▸ **What the exercise asks**:
Repeat exactly, and only, the lines from the one containing "locate bee antenna -- one point per instance" through the end of the records.

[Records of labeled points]
---

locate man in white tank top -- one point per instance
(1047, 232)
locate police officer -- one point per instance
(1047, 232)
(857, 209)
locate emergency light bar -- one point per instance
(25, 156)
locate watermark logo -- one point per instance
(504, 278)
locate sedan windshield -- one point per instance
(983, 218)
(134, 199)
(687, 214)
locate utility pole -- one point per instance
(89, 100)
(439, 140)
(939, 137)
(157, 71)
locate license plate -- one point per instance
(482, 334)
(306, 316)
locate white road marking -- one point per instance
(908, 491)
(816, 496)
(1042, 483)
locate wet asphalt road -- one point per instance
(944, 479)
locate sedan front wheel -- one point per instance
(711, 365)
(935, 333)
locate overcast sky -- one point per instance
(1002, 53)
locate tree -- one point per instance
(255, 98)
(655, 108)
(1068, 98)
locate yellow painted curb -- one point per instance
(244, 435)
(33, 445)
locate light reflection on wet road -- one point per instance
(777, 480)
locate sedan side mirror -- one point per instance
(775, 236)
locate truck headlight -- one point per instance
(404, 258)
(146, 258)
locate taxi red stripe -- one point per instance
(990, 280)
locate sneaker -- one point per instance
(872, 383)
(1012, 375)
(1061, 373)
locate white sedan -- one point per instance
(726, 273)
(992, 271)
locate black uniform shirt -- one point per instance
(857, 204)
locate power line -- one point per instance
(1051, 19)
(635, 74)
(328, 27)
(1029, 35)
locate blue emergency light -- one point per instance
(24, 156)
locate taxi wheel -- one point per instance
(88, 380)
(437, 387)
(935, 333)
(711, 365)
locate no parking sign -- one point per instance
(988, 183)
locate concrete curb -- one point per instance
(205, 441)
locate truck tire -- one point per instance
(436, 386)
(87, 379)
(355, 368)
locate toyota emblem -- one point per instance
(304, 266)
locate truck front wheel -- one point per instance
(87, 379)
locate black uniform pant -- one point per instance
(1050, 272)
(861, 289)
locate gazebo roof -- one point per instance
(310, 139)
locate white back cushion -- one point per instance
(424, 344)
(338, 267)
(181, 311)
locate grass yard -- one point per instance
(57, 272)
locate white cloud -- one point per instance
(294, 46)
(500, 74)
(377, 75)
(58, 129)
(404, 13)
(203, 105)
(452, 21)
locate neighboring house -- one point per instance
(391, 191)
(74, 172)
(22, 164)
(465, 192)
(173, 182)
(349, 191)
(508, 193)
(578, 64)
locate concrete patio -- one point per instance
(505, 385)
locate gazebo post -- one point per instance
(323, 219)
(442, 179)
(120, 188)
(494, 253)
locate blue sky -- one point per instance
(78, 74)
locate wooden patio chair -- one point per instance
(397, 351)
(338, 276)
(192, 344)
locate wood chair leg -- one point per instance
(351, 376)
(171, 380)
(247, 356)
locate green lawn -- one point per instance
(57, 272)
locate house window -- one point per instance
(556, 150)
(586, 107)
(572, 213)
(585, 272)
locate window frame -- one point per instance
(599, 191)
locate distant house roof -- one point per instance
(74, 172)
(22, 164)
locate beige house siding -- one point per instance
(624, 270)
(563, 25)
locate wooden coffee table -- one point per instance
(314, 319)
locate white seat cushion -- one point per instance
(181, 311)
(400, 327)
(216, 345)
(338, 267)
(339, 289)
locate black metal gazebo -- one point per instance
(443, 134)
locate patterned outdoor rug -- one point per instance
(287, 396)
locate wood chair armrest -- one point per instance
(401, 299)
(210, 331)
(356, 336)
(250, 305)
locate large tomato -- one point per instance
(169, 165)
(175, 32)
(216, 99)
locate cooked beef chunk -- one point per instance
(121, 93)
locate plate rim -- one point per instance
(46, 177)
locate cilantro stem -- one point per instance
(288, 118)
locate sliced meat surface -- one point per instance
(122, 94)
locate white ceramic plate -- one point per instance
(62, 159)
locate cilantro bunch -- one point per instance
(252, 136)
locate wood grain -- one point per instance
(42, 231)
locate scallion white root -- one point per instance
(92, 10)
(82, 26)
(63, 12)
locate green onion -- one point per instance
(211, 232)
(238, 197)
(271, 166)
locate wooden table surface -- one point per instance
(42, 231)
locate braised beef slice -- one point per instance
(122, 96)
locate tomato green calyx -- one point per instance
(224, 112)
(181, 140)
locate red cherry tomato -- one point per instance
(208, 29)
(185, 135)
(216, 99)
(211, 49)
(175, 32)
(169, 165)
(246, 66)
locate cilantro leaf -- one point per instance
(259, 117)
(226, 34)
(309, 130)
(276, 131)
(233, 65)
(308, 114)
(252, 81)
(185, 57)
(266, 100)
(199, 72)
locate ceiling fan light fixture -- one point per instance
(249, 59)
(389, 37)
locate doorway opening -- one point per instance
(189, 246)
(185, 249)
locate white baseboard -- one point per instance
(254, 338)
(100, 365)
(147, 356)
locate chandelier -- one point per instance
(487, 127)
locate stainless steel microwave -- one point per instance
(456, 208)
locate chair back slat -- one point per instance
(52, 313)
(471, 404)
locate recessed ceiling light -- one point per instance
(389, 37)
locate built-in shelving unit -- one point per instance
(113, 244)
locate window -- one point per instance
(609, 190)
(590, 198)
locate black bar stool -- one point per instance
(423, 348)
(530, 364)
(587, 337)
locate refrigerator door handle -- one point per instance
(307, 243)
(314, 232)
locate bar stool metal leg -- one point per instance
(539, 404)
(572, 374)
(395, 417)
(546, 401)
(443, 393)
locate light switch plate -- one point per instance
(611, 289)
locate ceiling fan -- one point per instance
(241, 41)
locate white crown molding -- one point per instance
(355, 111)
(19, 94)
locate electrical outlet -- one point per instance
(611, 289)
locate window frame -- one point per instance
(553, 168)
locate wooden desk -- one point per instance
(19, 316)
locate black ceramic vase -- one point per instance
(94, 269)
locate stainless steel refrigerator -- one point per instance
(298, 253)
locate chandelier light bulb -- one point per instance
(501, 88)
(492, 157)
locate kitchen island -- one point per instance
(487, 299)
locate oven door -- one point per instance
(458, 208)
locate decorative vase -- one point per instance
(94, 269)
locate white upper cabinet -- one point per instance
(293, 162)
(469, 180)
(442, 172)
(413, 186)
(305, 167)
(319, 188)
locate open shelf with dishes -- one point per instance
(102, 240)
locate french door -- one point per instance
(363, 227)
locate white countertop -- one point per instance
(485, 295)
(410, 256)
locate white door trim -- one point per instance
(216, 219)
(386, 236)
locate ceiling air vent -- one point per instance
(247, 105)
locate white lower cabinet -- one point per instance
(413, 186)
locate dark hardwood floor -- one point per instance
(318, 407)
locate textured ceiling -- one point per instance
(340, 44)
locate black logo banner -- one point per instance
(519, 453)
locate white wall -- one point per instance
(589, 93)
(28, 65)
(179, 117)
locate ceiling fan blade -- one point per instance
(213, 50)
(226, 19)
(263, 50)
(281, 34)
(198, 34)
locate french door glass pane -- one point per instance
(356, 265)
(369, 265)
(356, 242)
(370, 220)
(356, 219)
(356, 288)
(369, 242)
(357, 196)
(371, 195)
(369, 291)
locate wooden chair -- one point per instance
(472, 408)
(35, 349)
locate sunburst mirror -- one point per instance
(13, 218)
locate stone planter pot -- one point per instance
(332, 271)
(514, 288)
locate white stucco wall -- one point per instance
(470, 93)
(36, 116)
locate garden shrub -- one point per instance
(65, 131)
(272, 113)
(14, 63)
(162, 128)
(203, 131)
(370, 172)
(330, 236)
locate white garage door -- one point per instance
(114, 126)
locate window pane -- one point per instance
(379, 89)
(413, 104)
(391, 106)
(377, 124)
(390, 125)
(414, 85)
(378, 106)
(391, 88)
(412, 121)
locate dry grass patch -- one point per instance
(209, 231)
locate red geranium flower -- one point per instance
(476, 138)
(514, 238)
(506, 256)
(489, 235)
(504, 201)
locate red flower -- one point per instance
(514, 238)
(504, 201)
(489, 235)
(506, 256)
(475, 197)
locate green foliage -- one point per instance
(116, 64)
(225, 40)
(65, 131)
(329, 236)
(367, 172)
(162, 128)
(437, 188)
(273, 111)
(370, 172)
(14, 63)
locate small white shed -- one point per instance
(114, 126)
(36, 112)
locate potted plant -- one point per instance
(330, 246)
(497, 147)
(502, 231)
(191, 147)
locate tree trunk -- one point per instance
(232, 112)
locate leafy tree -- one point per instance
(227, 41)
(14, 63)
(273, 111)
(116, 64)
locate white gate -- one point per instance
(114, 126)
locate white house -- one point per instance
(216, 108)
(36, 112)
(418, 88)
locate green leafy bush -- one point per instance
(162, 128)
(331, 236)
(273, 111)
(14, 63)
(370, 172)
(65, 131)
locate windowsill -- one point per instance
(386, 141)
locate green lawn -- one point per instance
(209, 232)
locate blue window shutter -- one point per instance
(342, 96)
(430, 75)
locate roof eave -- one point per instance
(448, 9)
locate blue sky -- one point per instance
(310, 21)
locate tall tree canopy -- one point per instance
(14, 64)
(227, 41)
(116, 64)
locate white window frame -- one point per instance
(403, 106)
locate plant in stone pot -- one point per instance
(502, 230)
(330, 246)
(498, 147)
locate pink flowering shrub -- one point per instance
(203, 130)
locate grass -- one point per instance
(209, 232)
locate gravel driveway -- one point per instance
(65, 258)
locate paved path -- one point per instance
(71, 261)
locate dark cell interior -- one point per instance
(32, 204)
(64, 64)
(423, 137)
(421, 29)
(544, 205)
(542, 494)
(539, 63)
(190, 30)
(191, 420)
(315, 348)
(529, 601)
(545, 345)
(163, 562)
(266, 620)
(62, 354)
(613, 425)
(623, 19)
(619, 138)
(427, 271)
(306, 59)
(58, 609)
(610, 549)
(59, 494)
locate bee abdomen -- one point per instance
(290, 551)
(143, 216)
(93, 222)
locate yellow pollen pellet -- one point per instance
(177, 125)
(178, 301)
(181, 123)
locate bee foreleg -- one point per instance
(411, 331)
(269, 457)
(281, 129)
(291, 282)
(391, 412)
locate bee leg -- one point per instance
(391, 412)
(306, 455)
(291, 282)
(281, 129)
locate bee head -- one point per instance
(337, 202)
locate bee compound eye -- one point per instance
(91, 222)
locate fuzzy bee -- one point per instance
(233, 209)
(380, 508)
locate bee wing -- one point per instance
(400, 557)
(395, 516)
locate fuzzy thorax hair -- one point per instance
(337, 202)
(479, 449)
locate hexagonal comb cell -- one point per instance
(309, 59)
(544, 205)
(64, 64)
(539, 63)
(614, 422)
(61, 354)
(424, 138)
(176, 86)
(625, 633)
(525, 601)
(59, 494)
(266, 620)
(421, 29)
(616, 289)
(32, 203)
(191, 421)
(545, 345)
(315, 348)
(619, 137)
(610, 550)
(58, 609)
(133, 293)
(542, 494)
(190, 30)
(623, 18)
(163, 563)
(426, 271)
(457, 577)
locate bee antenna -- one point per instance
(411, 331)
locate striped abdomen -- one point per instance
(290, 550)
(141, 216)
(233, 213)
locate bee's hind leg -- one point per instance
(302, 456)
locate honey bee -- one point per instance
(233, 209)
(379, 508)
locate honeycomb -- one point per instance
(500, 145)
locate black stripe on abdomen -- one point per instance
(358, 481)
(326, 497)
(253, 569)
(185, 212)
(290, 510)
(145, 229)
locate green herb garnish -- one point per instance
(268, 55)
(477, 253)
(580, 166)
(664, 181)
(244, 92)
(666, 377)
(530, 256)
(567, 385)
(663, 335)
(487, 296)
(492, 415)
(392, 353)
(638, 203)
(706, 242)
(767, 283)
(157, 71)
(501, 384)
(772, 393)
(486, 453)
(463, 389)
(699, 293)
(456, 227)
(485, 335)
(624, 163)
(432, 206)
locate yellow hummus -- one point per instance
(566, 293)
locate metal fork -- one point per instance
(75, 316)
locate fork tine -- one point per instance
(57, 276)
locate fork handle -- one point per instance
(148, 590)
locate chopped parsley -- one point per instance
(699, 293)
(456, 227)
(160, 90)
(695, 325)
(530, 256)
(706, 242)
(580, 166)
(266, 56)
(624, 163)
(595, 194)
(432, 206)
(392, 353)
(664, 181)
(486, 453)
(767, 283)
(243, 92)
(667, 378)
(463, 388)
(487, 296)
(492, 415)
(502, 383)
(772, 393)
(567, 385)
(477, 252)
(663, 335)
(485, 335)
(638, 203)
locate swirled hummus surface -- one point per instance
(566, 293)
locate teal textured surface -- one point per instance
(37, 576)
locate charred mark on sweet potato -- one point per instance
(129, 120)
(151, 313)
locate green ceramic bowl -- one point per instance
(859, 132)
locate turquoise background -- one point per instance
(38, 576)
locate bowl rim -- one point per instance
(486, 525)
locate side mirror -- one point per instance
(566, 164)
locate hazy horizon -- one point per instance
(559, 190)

---

▸ **The response**:
locate bee antenna -- one point per instance
(411, 331)
locate striped abdomen -- one point per instance
(290, 550)
(141, 216)
(233, 213)
locate bee's hind leg -- one point per instance
(302, 456)
locate honey bee -- one point per instance
(233, 209)
(379, 508)
locate honeycomb -- one point per instance
(500, 145)
locate black stripe on abdomen -- one point per instance
(358, 481)
(326, 497)
(253, 569)
(185, 212)
(290, 510)
(145, 229)
locate green herb garnish -- one point per instance
(268, 55)
(477, 253)
(580, 166)
(664, 181)
(244, 92)
(666, 377)
(530, 256)
(567, 385)
(663, 335)
(487, 296)
(492, 415)
(392, 353)
(638, 203)
(706, 242)
(767, 283)
(157, 71)
(501, 384)
(772, 393)
(486, 453)
(463, 389)
(699, 293)
(456, 227)
(485, 335)
(624, 163)
(432, 206)
locate yellow hummus -- one point per instance
(566, 293)
locate metal fork -- one point per instance
(75, 316)
locate fork tine -- one point per instance
(57, 276)
locate fork handle -- one point per instance
(148, 590)
locate chopped parsley -- one point per instance
(699, 293)
(456, 227)
(160, 90)
(695, 325)
(530, 256)
(706, 242)
(580, 166)
(266, 56)
(624, 163)
(595, 194)
(432, 206)
(392, 353)
(664, 181)
(486, 453)
(767, 283)
(243, 92)
(667, 378)
(463, 388)
(487, 296)
(492, 415)
(502, 383)
(772, 393)
(567, 385)
(477, 252)
(663, 335)
(485, 335)
(638, 203)
locate swirled hummus surface -- one point per instance
(566, 293)
locate teal textured surface -- one point per instance
(37, 576)
locate charred mark on sweet potato -- one point per instance
(129, 120)
(151, 313)
locate green ceramic bowl -- one point per instance
(859, 132)
locate turquoise background -- one point per instance
(38, 576)
locate bowl rim -- one point per instance
(486, 525)
locate side mirror -- one point per instance
(566, 164)
locate hazy horizon -- one point per instance
(559, 190)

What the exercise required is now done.